La Nadelgrat est une course exigeante et longue. Elle nous oblige à suivre les dents d’une scie bien effilées et nous empêche d’aller vite. Nous gagnerons du temps sur les autres cordées grâce aux manipulations de corde et à l’anticipation de Fred. Arrivés au sommet du Nadelhorn, nous sommes heureux, quatre fois heureux de cette belle course mais regardons le Lenzpitze là-bas, un peu plus loin, au bout de cette même arête. Nous hésitons, mais pas très longtemps. On se regarde. Fred a déjà pris la décision de continuer. Une autre cordée arrive derrière nous et nous voit sur le point de repartir. « Vous allez au Lenzpitze ? Vous allez faire l’aller-retour ? C’est long vous savez !? » Le regard du guide qui vient de nous mettre en garde ne me rassure pas mais le sourire et la réponse de Fred catégorique me donne des ailes. « Oui, on y va ! Allez Jordane, c’est tout droit ! On s’arrêtera manger quelque chose un peu plus loin. »

« Bonne chance ! Vous allez y arriver ! Vous êtes rapides… » On apprendra en arrivant au refuge que le guide avait annoncé à la gardienne, sa femme, notre arrivée pour minuit. Il faut dire que nous venons déjà de grimper pendant 7h et de passer 4h sur cette arête. Nous ne savons pas combien de temps nous prendra l’aller-retour mais nous savons qu’il n’y a pas d’échappatoire possible. Cela nous aide à rester focalisés sur notre objectif et à ne pas nous relâcher. Savez-vous que dans l’Art de la guerre de Sunzi, il est dit que vous n’êtes jamais aussi efficace que lorsque vous n’avez pas de porte de sortie possible. Votre cerveau ne dépense pas d’énergie à étudier des options alternatives et mobilise 100% de vos forces vers une tactique unique. Certains stratèges ont utilisé ce biais cognitif consistant à laisser penser à son ennemi qu’il pouvait se replier par un trou de souris ; il perdait aussitôt 20% de son pouvoir combatif.

### Consigne:
Poursuivez le récit de la course sur la Nadelgrat en reprenant juste après sa dernière phrase.

(Enregistrements extraits d'une collection)
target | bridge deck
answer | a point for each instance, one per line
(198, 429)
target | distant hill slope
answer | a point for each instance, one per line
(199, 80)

### Résultat:
Nous entamons cette deuxième course de la journée avec un petit déficit calorique. Nous n’avons pas mangé depuis notre départ à 2h30 du matin. Il est 9h30. Nous avalons une tranche de notre gâteau au chocolat et à la crème de marron fétiche (une bombe énergétique vegan, sans gluten, sans lactose, sans oeuf mais hyper calorique). Et nous voilà repartis. Les dents de scie se sont transformées en dents de requin. L’arête est de plus en plus technique. Au bout de quelques soupirs, je tente un : « tu crois que ça va nous prendre encore beaucoup de temps pour arriver au sommet ? Parce que là, je ne le vois même pas ». J’avais l’impression en laissant échapper cette phrase malheureuse d’être un de mes enfants en voiture en route vers notre maison de vacances. Fred me répond du tac au tac : « Ah là, on n’y est pas encore ! ». Je reprends ma respiration et me concentre sur le moment que je suis en train de vivre et non sur le sommet à venir. Ce moment que je raconterai à mes enfants en rentrant, ce moment que j’ai tellement attendu. Je regarde ce paysage fabuleux, je reprends possession de l’instant. Je regonfle mes poumons de tout l’oxygène que je peux. Je suis bien. Je peux tout. Nous passons gendarmes, brèches, lames, bosses, Badeljoch, passages surplombants, ressauts, rappels, à nouveau gendarmes… pour enfin arriver au sommet. Nous aurons mis 1h45 depuis le Nadelhorn ; nous mettrons un peu plus de temps pour faire le retour, pause déjeuner oblige avant la redescente vers le refuge de Mischabel où nous serons accueillis chaleureusement. Je ne m’attendais pas à des félicitations mais je les accueille avec plaisir. J’ai envie de profiter de ce moment de plénitude. C’était une sacrée belle journée : 5 sommets, 14h de course, 2280m de D+, 1800m de D-, 9h30 d’arête, 4400 kcal actives 😉 et un film que j’aimerais pouvoir revoir à l’infini.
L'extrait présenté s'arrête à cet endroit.